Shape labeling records
'''

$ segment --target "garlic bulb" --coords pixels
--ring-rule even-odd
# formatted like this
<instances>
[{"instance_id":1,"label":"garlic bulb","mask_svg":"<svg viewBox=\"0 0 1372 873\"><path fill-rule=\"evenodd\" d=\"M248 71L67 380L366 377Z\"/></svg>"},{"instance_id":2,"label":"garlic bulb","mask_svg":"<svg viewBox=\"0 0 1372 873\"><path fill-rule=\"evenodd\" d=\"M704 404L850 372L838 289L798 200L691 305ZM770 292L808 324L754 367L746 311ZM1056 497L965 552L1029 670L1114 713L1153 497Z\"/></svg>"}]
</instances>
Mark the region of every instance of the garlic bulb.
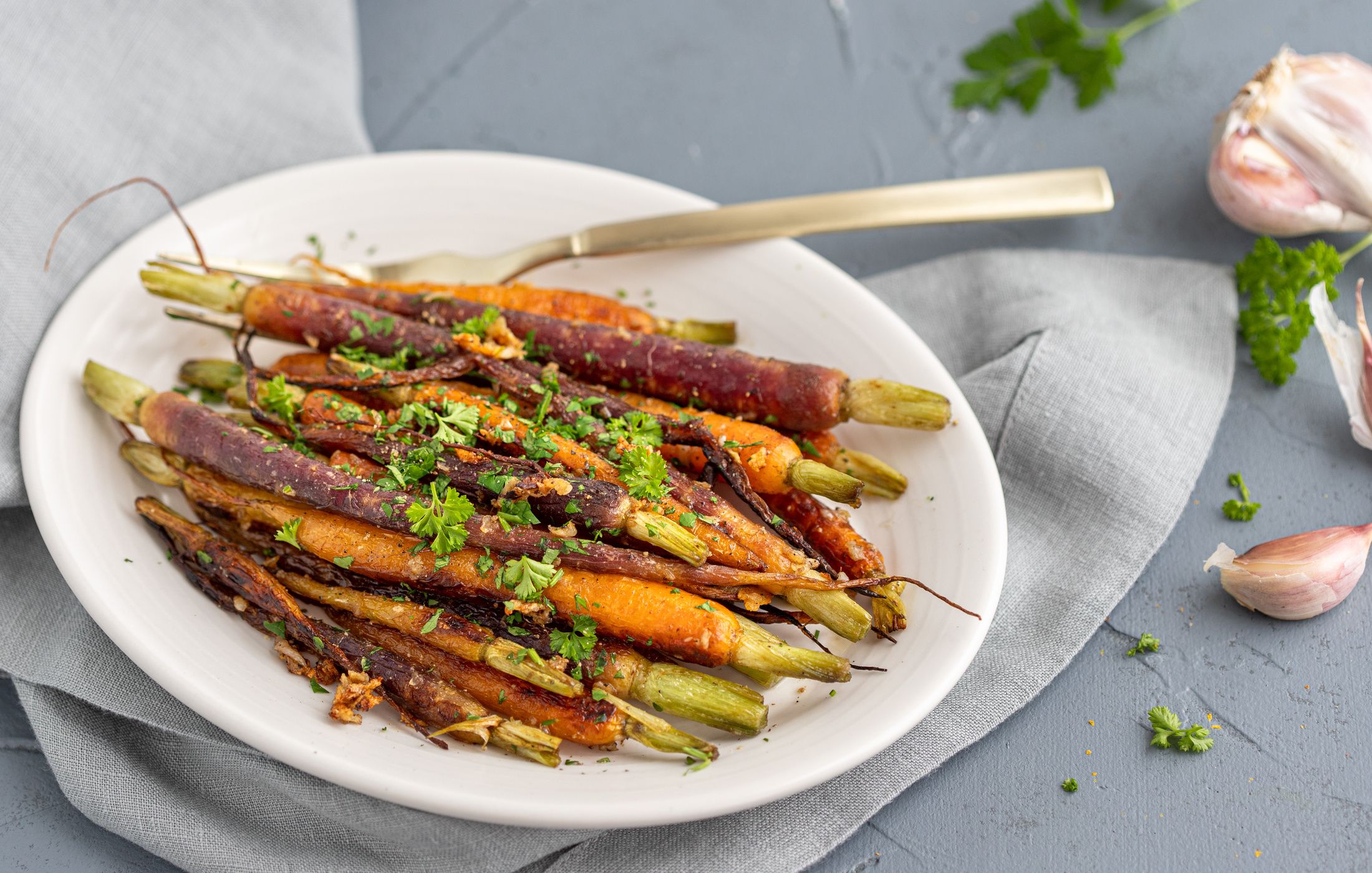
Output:
<instances>
[{"instance_id":1,"label":"garlic bulb","mask_svg":"<svg viewBox=\"0 0 1372 873\"><path fill-rule=\"evenodd\" d=\"M1372 66L1283 48L1217 118L1207 181L1254 233L1372 231Z\"/></svg>"},{"instance_id":2,"label":"garlic bulb","mask_svg":"<svg viewBox=\"0 0 1372 873\"><path fill-rule=\"evenodd\" d=\"M1325 527L1253 546L1243 555L1222 542L1206 563L1240 607L1297 620L1339 605L1362 578L1372 524Z\"/></svg>"},{"instance_id":3,"label":"garlic bulb","mask_svg":"<svg viewBox=\"0 0 1372 873\"><path fill-rule=\"evenodd\" d=\"M1372 449L1372 334L1362 312L1362 281L1358 281L1358 329L1353 329L1334 314L1329 295L1321 281L1310 288L1310 313L1314 327L1329 354L1334 380L1339 383L1343 405L1349 408L1353 439L1364 449Z\"/></svg>"}]
</instances>

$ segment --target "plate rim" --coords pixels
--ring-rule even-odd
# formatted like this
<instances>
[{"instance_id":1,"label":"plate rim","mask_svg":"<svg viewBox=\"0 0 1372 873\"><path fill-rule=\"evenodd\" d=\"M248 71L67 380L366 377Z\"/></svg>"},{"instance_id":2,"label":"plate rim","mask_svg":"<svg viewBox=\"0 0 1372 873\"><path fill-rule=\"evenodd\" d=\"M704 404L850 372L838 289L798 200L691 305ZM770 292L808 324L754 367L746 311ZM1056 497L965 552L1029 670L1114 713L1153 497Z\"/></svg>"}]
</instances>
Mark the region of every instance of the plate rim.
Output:
<instances>
[{"instance_id":1,"label":"plate rim","mask_svg":"<svg viewBox=\"0 0 1372 873\"><path fill-rule=\"evenodd\" d=\"M359 163L376 163L376 162L424 162L424 161L504 161L513 163L541 163L541 165L554 165L560 166L563 170L568 172L593 172L605 173L609 176L623 177L631 180L637 184L648 184L656 187L665 194L671 194L683 202L691 199L700 205L701 209L708 209L716 206L712 200L694 195L691 192L683 191L674 185L660 183L656 180L645 178L632 173L624 173L622 170L615 170L609 167L601 167L595 165L567 161L563 158L549 158L541 155L527 155L527 154L512 154L512 152L493 152L493 151L477 151L477 150L421 150L421 151L401 151L401 152L370 152L365 155L350 155L343 158L331 158L325 161L316 161L309 163L300 163L289 167L283 167L244 178L229 185L217 188L215 191L207 192L199 198L195 198L185 206L182 211L192 216L198 207L203 203L210 202L215 198L230 198L239 189L250 185L270 184L272 181L291 177L298 173L310 170L324 170L324 169L347 169ZM796 240L783 240L786 246L792 247L792 253L796 257L804 258L818 268L822 268L830 273L830 277L836 281L845 281L852 290L860 291L862 295L867 298L868 303L875 303L885 316L888 316L900 329L906 338L915 346L922 347L929 353L929 357L938 365L948 382L952 384L956 393L952 399L955 404L960 404L965 412L959 413L962 419L960 427L967 428L971 426L974 430L975 452L982 457L982 463L989 467L992 474L992 480L995 487L989 489L993 491L988 494L992 497L992 504L984 507L993 515L993 528L995 542L984 544L985 549L991 555L991 570L988 572L988 583L991 590L991 608L986 609L984 620L974 625L974 630L963 642L962 651L956 653L954 660L956 662L956 668L947 670L932 685L932 699L933 703L927 707L925 712L918 717L906 718L903 715L896 715L890 719L885 719L878 725L873 725L874 730L867 734L866 747L863 752L855 752L849 755L830 756L820 762L816 762L814 767L807 769L804 774L793 774L789 780L777 782L767 787L767 789L759 791L756 795L749 796L735 796L733 800L723 799L702 804L697 803L694 808L678 808L676 803L663 803L645 806L632 814L616 814L615 821L605 821L604 818L587 817L579 814L579 810L561 808L565 804L557 804L558 808L543 808L536 822L530 822L527 814L527 807L523 799L516 799L513 802L495 802L490 796L482 798L479 802L469 803L453 803L454 793L449 792L442 796L423 796L416 798L412 795L399 795L395 791L387 791L384 782L377 782L366 771L354 770L350 767L338 767L332 758L325 755L299 755L294 745L285 741L283 733L279 729L273 730L266 728L269 719L262 719L259 717L250 717L239 708L230 704L218 703L217 699L209 692L199 688L189 678L189 671L184 668L177 668L172 664L162 664L154 656L154 653L143 645L143 641L134 634L133 629L122 622L117 615L106 609L104 600L97 597L93 590L84 582L85 571L80 566L80 559L75 552L66 548L66 542L58 535L60 530L59 519L56 517L54 501L49 501L40 487L44 480L43 469L40 461L37 460L41 454L41 446L44 445L41 439L41 424L38 409L43 406L40 398L40 382L37 373L43 372L48 366L55 365L62 358L62 349L56 342L55 327L63 325L67 320L74 317L80 299L82 296L82 288L91 277L97 273L107 262L115 259L123 253L129 246L133 244L144 233L159 232L161 226L165 224L174 222L174 217L167 214L162 216L129 237L121 240L114 246L100 261L88 270L81 280L74 286L67 299L63 301L62 306L54 314L52 320L44 329L43 339L40 340L38 349L34 354L33 362L25 377L25 390L21 401L21 420L19 420L19 445L21 445L21 467L23 471L25 485L29 490L30 508L33 511L34 519L38 526L38 531L43 535L44 545L52 555L58 570L62 572L63 581L71 589L73 594L81 603L81 607L91 615L91 618L100 626L100 629L110 637L110 640L140 668L143 670L154 682L162 686L167 693L176 697L178 701L189 707L192 711L199 714L202 718L215 725L217 728L232 734L237 740L246 743L251 748L259 751L272 759L281 762L287 766L295 767L310 776L321 778L324 781L332 782L357 791L359 793L377 798L381 800L388 800L406 806L410 808L418 808L429 813L436 813L440 815L449 815L456 818L465 818L472 821L491 822L491 824L505 824L505 825L520 825L520 826L536 826L536 828L630 828L630 826L652 826L652 825L668 825L668 824L682 824L687 821L698 821L704 818L713 818L716 815L737 813L744 808L750 808L760 806L763 803L770 803L778 799L789 798L801 791L814 788L836 776L847 773L875 755L884 752L888 747L896 743L901 736L912 730L923 718L929 715L952 690L954 685L962 679L967 673L971 660L975 657L977 652L981 651L985 642L986 633L989 631L991 623L995 618L996 608L999 607L1000 596L1004 586L1006 563L1008 552L1008 527L1004 508L1004 493L1003 485L1000 482L999 469L995 463L995 456L986 441L985 432L981 428L980 421L977 421L974 412L962 395L960 387L956 386L952 375L948 373L947 366L938 361L937 356L927 347L927 345L919 338L919 335L911 328L903 318L900 318L895 310L890 309L881 298L873 294L866 286L858 281L855 277L849 276L847 272L840 269L837 265L831 264L823 255L812 251L811 248L803 246ZM77 582L73 582L77 579ZM84 592L86 596L84 596ZM215 706L218 703L218 706ZM359 776L361 773L361 776ZM460 796L460 795L457 795ZM671 810L668 811L668 807Z\"/></svg>"}]
</instances>

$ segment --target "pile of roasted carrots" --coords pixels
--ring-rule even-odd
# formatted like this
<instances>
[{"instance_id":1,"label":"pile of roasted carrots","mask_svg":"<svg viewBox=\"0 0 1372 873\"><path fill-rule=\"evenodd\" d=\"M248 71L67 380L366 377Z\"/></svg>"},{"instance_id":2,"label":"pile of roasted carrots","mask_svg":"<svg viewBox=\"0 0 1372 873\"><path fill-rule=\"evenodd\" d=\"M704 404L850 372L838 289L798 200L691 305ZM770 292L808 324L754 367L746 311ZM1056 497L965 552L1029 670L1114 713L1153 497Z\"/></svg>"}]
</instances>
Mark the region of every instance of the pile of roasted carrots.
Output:
<instances>
[{"instance_id":1,"label":"pile of roasted carrots","mask_svg":"<svg viewBox=\"0 0 1372 873\"><path fill-rule=\"evenodd\" d=\"M579 291L141 279L233 313L167 310L233 328L235 354L187 361L162 393L86 365L89 397L147 435L121 456L199 523L136 509L291 673L335 686L336 719L387 703L439 745L557 766L564 740L635 740L702 766L715 745L657 712L752 736L767 704L683 664L845 682L855 666L809 627L906 626L914 581L816 496L897 497L904 476L830 428L938 430L938 394ZM259 366L254 336L309 351Z\"/></svg>"}]
</instances>

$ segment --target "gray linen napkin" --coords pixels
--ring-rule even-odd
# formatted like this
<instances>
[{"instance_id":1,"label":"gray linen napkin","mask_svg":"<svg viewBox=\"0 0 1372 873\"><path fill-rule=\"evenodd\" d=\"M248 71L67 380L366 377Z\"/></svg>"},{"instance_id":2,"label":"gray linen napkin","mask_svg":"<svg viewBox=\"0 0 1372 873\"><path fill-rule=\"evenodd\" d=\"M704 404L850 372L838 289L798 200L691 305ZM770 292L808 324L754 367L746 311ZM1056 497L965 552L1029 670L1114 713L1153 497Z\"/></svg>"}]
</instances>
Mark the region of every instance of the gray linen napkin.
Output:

'''

> [PROBLEM TO WORK ON] Please identify every line of the items above that contains the word "Mark" and copy each of those lines.

> [CORRECT RESPONSE]
Mark the region of every instance of the garlic bulb.
Mark the region of every instance of the plate rim.
Mark the region of every instance of the pile of roasted carrots.
Mark the region of every instance of the gray linen napkin.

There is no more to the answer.